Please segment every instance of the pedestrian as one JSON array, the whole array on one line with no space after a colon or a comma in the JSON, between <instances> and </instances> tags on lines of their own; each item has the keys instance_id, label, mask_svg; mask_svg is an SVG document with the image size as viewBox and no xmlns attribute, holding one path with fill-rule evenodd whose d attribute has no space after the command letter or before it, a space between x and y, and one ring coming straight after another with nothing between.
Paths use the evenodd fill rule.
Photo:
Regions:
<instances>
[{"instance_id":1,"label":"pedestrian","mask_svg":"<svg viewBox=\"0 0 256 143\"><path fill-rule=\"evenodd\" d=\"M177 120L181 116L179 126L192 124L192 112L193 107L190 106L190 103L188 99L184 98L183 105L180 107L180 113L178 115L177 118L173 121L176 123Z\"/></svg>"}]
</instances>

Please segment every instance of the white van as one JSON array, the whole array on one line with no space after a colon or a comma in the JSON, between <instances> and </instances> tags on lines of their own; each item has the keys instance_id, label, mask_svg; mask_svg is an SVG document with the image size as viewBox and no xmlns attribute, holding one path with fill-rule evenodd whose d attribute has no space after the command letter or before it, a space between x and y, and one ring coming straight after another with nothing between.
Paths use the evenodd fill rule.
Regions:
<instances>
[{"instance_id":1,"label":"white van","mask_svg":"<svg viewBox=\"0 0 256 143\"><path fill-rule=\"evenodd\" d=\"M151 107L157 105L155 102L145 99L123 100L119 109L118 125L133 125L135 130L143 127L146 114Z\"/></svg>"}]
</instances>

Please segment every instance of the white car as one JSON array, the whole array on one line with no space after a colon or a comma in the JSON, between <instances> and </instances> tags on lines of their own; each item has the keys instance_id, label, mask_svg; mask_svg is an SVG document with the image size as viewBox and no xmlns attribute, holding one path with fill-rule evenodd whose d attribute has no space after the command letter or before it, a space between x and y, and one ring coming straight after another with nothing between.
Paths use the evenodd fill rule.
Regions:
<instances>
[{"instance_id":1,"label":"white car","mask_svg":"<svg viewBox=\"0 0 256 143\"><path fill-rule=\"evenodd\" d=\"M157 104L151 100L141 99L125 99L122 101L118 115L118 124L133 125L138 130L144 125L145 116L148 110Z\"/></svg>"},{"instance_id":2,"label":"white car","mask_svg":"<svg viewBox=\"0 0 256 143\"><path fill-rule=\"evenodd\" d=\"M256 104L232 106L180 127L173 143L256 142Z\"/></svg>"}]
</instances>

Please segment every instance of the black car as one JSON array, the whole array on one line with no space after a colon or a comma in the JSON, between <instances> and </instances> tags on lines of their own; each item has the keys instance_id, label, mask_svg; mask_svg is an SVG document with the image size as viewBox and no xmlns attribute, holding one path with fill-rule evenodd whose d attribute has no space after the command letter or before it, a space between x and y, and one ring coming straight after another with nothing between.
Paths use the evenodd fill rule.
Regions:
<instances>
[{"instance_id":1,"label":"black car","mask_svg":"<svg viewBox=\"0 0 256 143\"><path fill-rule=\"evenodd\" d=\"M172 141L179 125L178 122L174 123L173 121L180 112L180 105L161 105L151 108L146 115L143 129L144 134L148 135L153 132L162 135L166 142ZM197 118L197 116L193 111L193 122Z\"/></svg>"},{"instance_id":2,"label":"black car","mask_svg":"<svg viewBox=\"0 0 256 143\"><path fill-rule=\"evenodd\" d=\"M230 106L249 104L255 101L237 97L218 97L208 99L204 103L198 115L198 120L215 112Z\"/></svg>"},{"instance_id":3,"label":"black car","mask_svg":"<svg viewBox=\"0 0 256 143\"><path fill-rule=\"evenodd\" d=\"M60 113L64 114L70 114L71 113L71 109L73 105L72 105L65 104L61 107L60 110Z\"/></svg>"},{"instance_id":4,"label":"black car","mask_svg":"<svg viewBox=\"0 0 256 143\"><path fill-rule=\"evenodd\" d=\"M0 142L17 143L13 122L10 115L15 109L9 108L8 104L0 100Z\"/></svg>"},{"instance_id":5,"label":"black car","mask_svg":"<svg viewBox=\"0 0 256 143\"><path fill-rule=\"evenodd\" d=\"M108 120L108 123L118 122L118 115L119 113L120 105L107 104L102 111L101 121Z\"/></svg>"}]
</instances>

**DIRECTION**. Restate all of the entries exactly, please.

**RESULT FOR THIS EXERCISE**.
Please segment every instance of the pedestrian as one JSON array, the whole array on one line with no space after a colon or a comma in the JSON, between <instances> and </instances> tags on lines of their own; each item has the keys instance_id, label, mask_svg; mask_svg is an SVG document with the image size as viewBox and no xmlns attribute, holding one path with fill-rule evenodd whose d attribute has no space after the command letter or before it, a space between x and y, and one ring coming straight after another with nothing between.
Paths use the evenodd fill rule.
Photo:
Regions:
<instances>
[{"instance_id":1,"label":"pedestrian","mask_svg":"<svg viewBox=\"0 0 256 143\"><path fill-rule=\"evenodd\" d=\"M177 120L181 116L179 126L192 124L192 112L193 107L190 106L190 103L188 99L184 98L183 105L180 107L180 113L178 115L177 118L173 121L176 123Z\"/></svg>"}]
</instances>

Please segment every instance of the white van as one JSON array, the whole array on one line with no space after a colon or a comma in the JSON, between <instances> and </instances> tags on lines of their own; each item has the keys instance_id, label, mask_svg; mask_svg is an SVG document with the image size as viewBox and no xmlns attribute, holding one path with fill-rule evenodd whose d attribute has no space after the command letter or before it, a space between x and y, and one ring coming straight after another with nothing between.
Paths use the evenodd fill rule.
Regions:
<instances>
[{"instance_id":1,"label":"white van","mask_svg":"<svg viewBox=\"0 0 256 143\"><path fill-rule=\"evenodd\" d=\"M151 107L157 105L155 102L145 99L123 100L119 109L118 125L133 125L135 130L143 127L146 114Z\"/></svg>"}]
</instances>

Please segment every instance of the white car as one JSON array, the whole array on one line with no space after a colon or a comma in the JSON, between <instances> and </instances> tags on lines of their own; each item has the keys instance_id, label, mask_svg; mask_svg is an SVG document with the image size as viewBox and no xmlns attribute, holding one path with fill-rule evenodd whose d attribute has no space after the command letter or before it, a space between x and y, and one ring coming straight after another with nothing between.
Paths use the evenodd fill rule.
Regions:
<instances>
[{"instance_id":1,"label":"white car","mask_svg":"<svg viewBox=\"0 0 256 143\"><path fill-rule=\"evenodd\" d=\"M157 104L151 100L141 99L125 99L122 101L118 115L118 124L133 125L138 130L144 125L145 116L148 110Z\"/></svg>"},{"instance_id":2,"label":"white car","mask_svg":"<svg viewBox=\"0 0 256 143\"><path fill-rule=\"evenodd\" d=\"M256 104L232 106L180 127L173 143L256 142Z\"/></svg>"}]
</instances>

Please segment every instance of the black car as one JSON array, the whole array on one line with no space after a colon or a comma in the JSON, between <instances> and </instances> tags on lines of their own; each item has the keys instance_id, label, mask_svg; mask_svg is an SVG document with the image size as viewBox and no xmlns attribute, holding one path with fill-rule evenodd whose d attribute has no space after the command letter or before it, a space between x and y, and one ring coming straight after another with nothing between.
Paths use the evenodd fill rule.
Regions:
<instances>
[{"instance_id":1,"label":"black car","mask_svg":"<svg viewBox=\"0 0 256 143\"><path fill-rule=\"evenodd\" d=\"M172 141L179 125L178 122L174 123L173 121L180 112L180 105L161 105L151 108L146 115L143 129L144 134L148 135L153 132L162 135L166 142ZM197 118L197 116L193 111L193 122Z\"/></svg>"},{"instance_id":2,"label":"black car","mask_svg":"<svg viewBox=\"0 0 256 143\"><path fill-rule=\"evenodd\" d=\"M230 106L249 104L255 101L237 97L218 97L208 99L204 103L198 115L198 120L215 112Z\"/></svg>"},{"instance_id":3,"label":"black car","mask_svg":"<svg viewBox=\"0 0 256 143\"><path fill-rule=\"evenodd\" d=\"M60 113L64 114L70 114L71 113L71 109L73 105L72 105L65 104L61 107L60 110Z\"/></svg>"},{"instance_id":4,"label":"black car","mask_svg":"<svg viewBox=\"0 0 256 143\"><path fill-rule=\"evenodd\" d=\"M0 142L17 143L13 122L10 115L15 109L9 108L8 104L0 100Z\"/></svg>"},{"instance_id":5,"label":"black car","mask_svg":"<svg viewBox=\"0 0 256 143\"><path fill-rule=\"evenodd\" d=\"M108 120L108 123L118 122L118 115L119 113L120 105L107 104L102 111L101 121Z\"/></svg>"}]
</instances>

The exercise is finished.